*** Opening of PASSAGE TO READ ***
Hornberg C, Maciuleviciute L, Seemayer N H
Medical Institute of Environmental Hygiene, Heinrich-Heine-University, Düsseldorf, Germany.
Toxicol Lett. 1996 Nov;88(1-3):45-53. doi: 10.1016/0378-4274(96)03717-4.
In our highly industrialized world, air pollution has become a major topic. The human respiratory tract is constantly exposed to air pollutants by inhalation. Besides gaseous pollutants airborne particulates are of great importance, containing a complex mixture of several hundred substances. The tracheobronchial epithelium is the major target site of airborne particulates as well as the origin of the most common cancer in man, the bronchogenic carcinoma. In our study we collected samples of airborne particulates in winter 1991 in the highly industrialized Rhine-Ruhr area (Germany) with a high-volume sampler on glass fiber filters. Airborne particulates were extracted with di-chloromethane and quantitatively transferred to dimethyl sulfoxide (DMSO) for tissue culture experiments. As target cells for genotoxicity testing we used cultures of rodent tracheal epithelial cells from the Syrian golden hamster and from the rat. Induction of "sister chromatid exchanges" (SCE) was utilized as a sensitive cytogenetic endpoint for evaluation of the genotoxic activity of extracts of airborne particulates. In presence of global extracts (GEX) we observed a dose-dependent, highly significant increase of SCE in tracheal epithelial cells of the Syrian golden hamster and of the rat. It is remarkable that even quantities of chemical substances equivalent to airborne particulates from less than 1 m3 of air were genotoxic. Results of this study and earlier reports demonstrate that rodent tracheal epithelial cells offer a reliable and sensitive in vitro model for genotoxicity testing of airborne particulates. Therefore, tracheal epithelial cells in vitro appear a meaningful alternative to other human and rodent cell culture systems which have been used for genotoxicity testing of air pollutants.
*** Close of PASSAGE TO READ ***
*** Opening of RECORDS SHOWN ***
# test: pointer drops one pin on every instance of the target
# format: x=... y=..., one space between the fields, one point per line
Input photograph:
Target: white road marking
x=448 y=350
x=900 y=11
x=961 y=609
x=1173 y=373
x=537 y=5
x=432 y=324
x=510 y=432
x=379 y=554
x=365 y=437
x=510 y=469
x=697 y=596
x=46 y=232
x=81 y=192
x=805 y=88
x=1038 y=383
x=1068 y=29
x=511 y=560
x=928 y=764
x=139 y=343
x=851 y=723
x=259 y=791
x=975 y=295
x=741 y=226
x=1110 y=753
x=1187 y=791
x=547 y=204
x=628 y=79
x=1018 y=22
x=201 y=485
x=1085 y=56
*** Close of RECORDS SHOWN ***
• **WHAT YOU WILL DO**
**A)** From the abstract on airborne particulates, print word for word everything from "Hornberg C, Maciuleviciute" down to "Nov;88(1-3):45-53. doi: 10.1016/0378-4274(96)03717-4.".
**B)** List every abbreviation that the abstract on airborne particulates introduces in parentheses, each with the term it stands for.

• **WRITTEN RESPONSES**
**A)**
Hornberg C, Maciuleviciute L, Seemayer N H
Medical Institute of Environmental Hygiene, Heinrich-Heine-University, Düsseldorf, Germany.
Toxicol Lett. 1996 Nov;88(1-3):45-53. doi: 10.1016/0378-4274(96)03717-4.

**B)**
- DMSO: dimethyl sulfoxide
- SCE: sister chromatid exchanges
- GEX: global extracts